Dataset entries
========================================================================
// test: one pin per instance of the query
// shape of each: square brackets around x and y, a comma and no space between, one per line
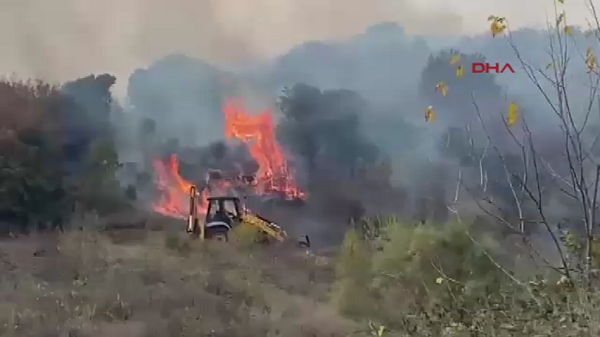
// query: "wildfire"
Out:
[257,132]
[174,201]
========================================================================
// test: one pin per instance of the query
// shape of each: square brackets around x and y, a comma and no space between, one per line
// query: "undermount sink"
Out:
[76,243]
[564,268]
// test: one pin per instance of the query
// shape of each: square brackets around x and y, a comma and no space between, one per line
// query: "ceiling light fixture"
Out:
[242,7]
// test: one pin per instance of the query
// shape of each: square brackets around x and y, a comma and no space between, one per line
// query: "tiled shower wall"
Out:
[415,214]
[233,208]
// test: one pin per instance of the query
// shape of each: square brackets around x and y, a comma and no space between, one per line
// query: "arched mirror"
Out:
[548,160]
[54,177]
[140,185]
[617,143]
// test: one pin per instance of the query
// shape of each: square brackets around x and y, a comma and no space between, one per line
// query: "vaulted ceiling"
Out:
========================================================================
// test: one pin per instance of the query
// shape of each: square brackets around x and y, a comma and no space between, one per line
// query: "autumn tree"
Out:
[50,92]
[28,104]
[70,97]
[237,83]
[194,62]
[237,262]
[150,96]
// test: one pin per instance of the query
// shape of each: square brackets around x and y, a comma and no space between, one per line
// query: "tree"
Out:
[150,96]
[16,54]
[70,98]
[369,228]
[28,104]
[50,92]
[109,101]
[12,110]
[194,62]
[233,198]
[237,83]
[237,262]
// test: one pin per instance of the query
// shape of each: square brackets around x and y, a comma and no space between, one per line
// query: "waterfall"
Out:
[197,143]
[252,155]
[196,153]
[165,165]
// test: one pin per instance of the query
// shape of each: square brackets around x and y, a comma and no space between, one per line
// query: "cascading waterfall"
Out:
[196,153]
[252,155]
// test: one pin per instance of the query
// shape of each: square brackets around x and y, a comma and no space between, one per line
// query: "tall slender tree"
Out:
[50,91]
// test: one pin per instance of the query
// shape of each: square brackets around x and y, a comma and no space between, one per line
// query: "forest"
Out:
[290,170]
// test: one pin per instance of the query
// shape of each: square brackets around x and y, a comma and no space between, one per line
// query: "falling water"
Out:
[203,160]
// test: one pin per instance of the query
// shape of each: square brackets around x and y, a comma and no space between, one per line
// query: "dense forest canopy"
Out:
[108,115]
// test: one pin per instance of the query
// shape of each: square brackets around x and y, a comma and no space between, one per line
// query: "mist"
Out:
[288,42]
========================================================================
The problem -
If a line in the records has the word "forest", copy that line.

Answer space -
// query: "forest"
// query: "dense forest canopy"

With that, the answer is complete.